Required work: Extend the comment on puzzle games past its final line.

Passage to read:
Towers is nice too, similar concept (re repetition), but the constraints are now visibility ranges on the boundaries of the grid, as you put down towers of varying height. I find it more difficult.
Some of the games are more mechanical, where you can mindlessly iterate to a solution step by step. Like "Net" (rotate pipes to connect them all to the center). Towers takes some more guess work, and I find Keen is there in the middle.
These days, I play the Android port all the time. It's my go-to to occupy my time on short flights.
- Puzzles[1] - includes these games and more (sudoku, nonograms, minesweeper, others).
- Nonoverse[2] - it’s just nonograms, but built by hand (not randomly generated); it’s my app, inspired by the above.
[1]: https://apps.apple.com/app/puzzles-reloaded/id6504365885
[2]: https://apps.apple.com/app/nonoverse-nonogram-puzzles/id6748...

Source material:
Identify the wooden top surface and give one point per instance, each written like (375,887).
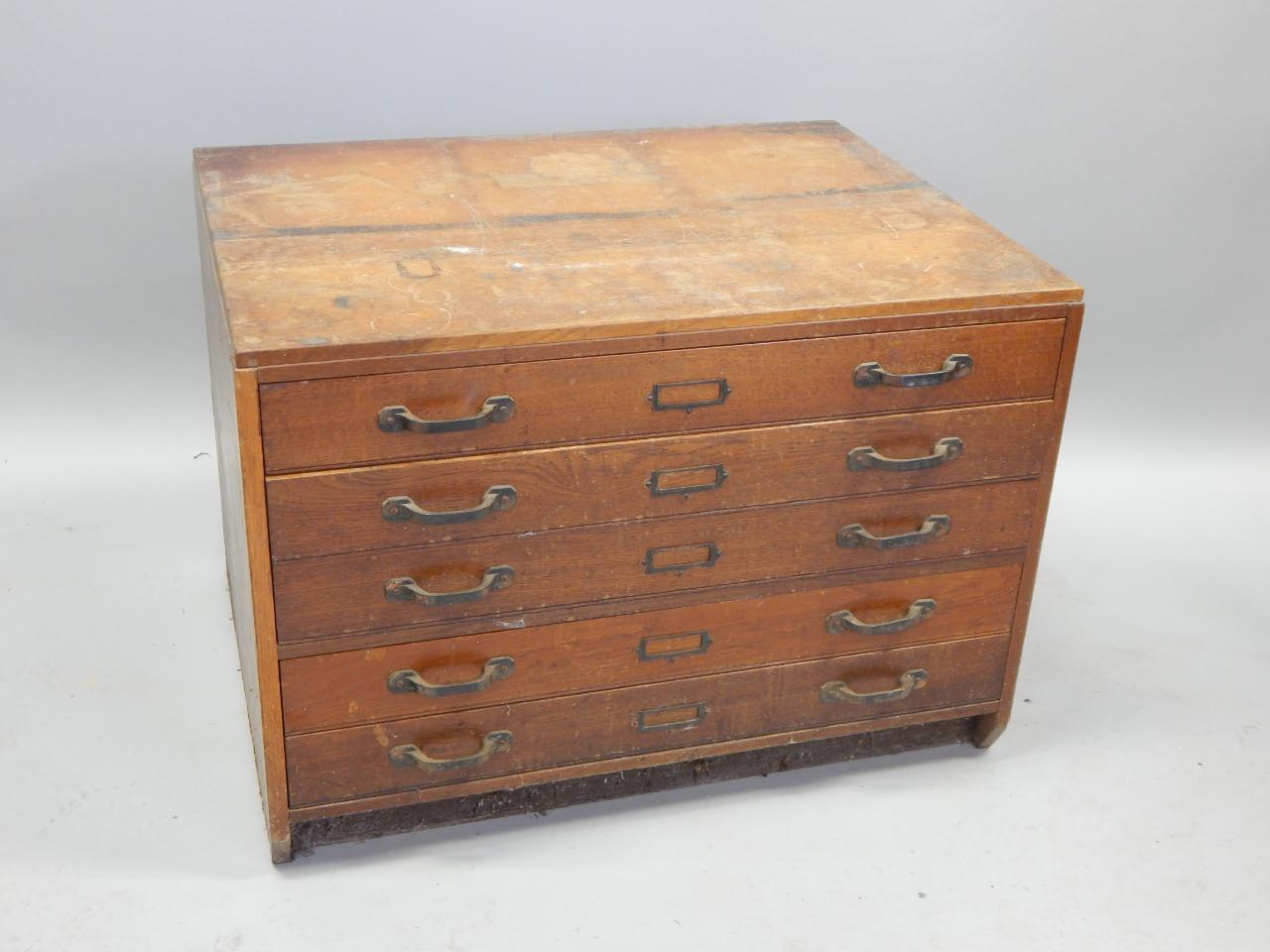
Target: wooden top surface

Final result:
https://news.ycombinator.com/item?id=44695218
the bug: anyway, I was running the C version of the puzzle from cli (didn't want to slow my browser down) and I must have put a typo in for an even bigger number than I intended and the process went away for a long time. I got sick of looking at the little window and discovered that I couldn't kill it even with kill -9. I killed the window with xkill but the process was still chugging away in the background at 99% CPU.
I finally managed to kill it with htop but I have a sense that I didn't really kill it, I think it just finished whatever long ops it was doing.
I didn't test much more, but I did load up a board size 600 to play and confirmed while it was building the board, kill -9 didn't do anything, and after it finished it allowed me to play the game. the kill -9 was swallowed and gone.